● What the exercise asks
For every entry below, give an exact repeat and leave out the pictures.

● Recorded data
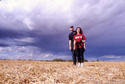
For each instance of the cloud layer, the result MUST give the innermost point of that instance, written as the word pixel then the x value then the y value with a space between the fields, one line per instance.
pixel 41 26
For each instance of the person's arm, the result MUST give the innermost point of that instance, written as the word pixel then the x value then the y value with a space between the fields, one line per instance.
pixel 84 42
pixel 74 44
pixel 69 44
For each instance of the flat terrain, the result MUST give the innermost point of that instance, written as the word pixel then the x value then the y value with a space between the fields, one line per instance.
pixel 38 72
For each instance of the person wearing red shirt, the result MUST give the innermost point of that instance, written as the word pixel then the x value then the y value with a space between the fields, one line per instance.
pixel 79 45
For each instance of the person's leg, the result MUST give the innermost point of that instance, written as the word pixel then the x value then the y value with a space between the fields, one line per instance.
pixel 82 56
pixel 74 57
pixel 78 56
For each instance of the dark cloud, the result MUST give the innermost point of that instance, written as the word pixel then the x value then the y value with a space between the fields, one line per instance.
pixel 45 27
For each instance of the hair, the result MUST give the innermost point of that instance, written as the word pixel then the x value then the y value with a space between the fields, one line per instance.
pixel 81 32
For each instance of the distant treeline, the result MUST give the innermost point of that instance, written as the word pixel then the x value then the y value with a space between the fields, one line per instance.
pixel 54 60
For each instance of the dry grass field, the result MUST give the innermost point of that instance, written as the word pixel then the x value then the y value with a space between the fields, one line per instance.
pixel 38 72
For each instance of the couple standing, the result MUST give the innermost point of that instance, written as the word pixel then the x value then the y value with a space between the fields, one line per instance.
pixel 77 45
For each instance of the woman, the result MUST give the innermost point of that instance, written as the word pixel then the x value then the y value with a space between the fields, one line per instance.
pixel 79 45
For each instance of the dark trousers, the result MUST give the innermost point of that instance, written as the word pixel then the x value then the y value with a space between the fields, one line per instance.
pixel 80 54
pixel 74 57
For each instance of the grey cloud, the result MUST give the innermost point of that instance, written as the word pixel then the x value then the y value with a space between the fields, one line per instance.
pixel 101 20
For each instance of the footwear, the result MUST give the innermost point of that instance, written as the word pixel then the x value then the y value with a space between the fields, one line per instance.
pixel 81 64
pixel 78 65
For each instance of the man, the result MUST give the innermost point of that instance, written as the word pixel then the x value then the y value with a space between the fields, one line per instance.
pixel 71 34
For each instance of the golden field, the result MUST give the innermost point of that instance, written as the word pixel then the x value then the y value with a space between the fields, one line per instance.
pixel 39 72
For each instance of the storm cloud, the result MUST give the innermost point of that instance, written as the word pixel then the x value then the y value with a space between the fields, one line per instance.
pixel 41 27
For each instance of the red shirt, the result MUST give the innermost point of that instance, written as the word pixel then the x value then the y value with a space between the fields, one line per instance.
pixel 79 38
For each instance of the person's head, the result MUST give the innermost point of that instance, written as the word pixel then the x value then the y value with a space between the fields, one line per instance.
pixel 79 30
pixel 71 28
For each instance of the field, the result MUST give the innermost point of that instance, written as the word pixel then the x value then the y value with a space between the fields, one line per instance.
pixel 39 72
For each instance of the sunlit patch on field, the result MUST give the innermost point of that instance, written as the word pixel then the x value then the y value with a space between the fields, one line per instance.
pixel 38 72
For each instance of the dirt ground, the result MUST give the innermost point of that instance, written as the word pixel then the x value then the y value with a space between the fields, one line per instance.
pixel 38 72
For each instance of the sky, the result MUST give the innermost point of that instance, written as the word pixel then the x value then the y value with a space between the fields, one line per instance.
pixel 39 29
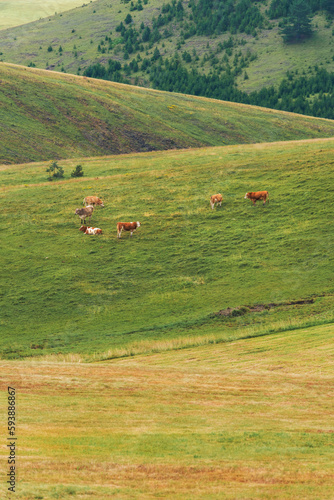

● Response box
For each instance of the cloud layer, the result MUST give the innermost point of that instance, written as the word pixel then the x value then the y value with a space between the fields, one line per instance.
pixel 41 26
For each instance of the person's arm, the result MUST give the innermost point of that instance, written as the word pixel then the x value then the y value with a space between the fields, one line per instance.
pixel 84 42
pixel 74 44
pixel 69 44
For each instance of the flat terrain, the result MUST give the innermost point of that instance, written as the word pixel then the x value then the y value with a space between the fields, one line per instance.
pixel 38 72
For each instance of the person wearing red shirt, the result MUST give the innermost point of that instance, written as the word pixel then the x value then the y value with a space between the fields, one line per instance.
pixel 79 45
For each instance of the person's leg, the result MUST give the innermost point of that instance, written as the word pixel then the x value then the y value with a space between the fields, one line per instance.
pixel 82 56
pixel 74 57
pixel 78 56
For each instance of the dark cloud, the result MUST give the innermost point of that instance, written as the word pixel then the x value then the y value with a space between the fields, one line per instance.
pixel 45 27
For each instance of the hair, the result MUST give the innermost point of that instance, written as the word pixel then the x value then the y value with a space between the fields, one line per instance.
pixel 81 32
For each instance of the distant treeline, the result MUST give the innermost point of that instance, written as the word pixel then the x value then the y value with a space between the fields, one line per instance.
pixel 54 60
For each instance of the dry grass field, the result MUST give the innermost point of that instance, written as the word pixel then the x value then the y value with a space between the fields, one line per instance.
pixel 38 72
For each instance of the couple standing, the result MUST give the innermost point of that instance, written as the word pixel then the x value then the y value with a space between the fields, one line per instance.
pixel 77 45
For each instance of the woman, the result MUST give the innermost point of that instance, written as the word pixel then the x value then the y value with a space between the fields, one line per instance.
pixel 79 45
For each instance of the dark trousers, the result MUST give the innermost point of that instance, written as the word pixel then the x value then the y value with a space between the fields, one line per instance.
pixel 80 54
pixel 74 57
For each instance of the grey cloud, the result MUST give the innermost point of that instance, written as the word pixel then the x value then the y value with a space between the fields, one line per instance.
pixel 101 20
For each instance of the footwear, the result MUST give the innermost point of that instance, written as the word pixel then the x value then the y value with a space between the fields, one line per instance.
pixel 81 64
pixel 78 65
For each instance of the man, the result MUST give the innermost point of that instance, written as the word pixel then the x value then the y value with a space between the fields, one line per instance.
pixel 71 34
For each instance of the golden field, the result MUST give the innermost point of that instance, written as the word pixel then the x value then the y value with a space between the fields, one line per instance.
pixel 39 72
For each instance of the storm cloud, the result MUST give the innermost point of that instance, written as the word pixel then the x value then the y value with a space between the fields, one line per instance.
pixel 41 27
For each instance of the red shirt, the result MUST give the innermost point of that instance, written as the word pixel then the x value then the y value with a space between the fields, one line per instance.
pixel 79 38
For each instance of the person's head, the result MUST give the innermost point of that instance, written as the word pixel then the x value then the y value with a space between the fields, one line per instance.
pixel 79 30
pixel 71 28
For each instance of the field, the result MUST give the innermost point of that instance, written as the word pixel then the x value then the y value with a space between the fields, one line per instance.
pixel 39 72
For each instance of the sunlit patch on field, the result MUST give the innermost point of that instance, written as the word pixel then the x value then the y value with a space between the fields, one line per instance.
pixel 38 72
For each instance of the dirt ground, the result MUST give the innermost point of that instance, written as the word pixel then the x value then the y value with a space between the fields, one line per instance.
pixel 38 72
For each instance of the sky, the result MUST give the innermost point of that instance, written as the word pixel then the x value then the y value with a space between the fields, one line per instance.
pixel 39 29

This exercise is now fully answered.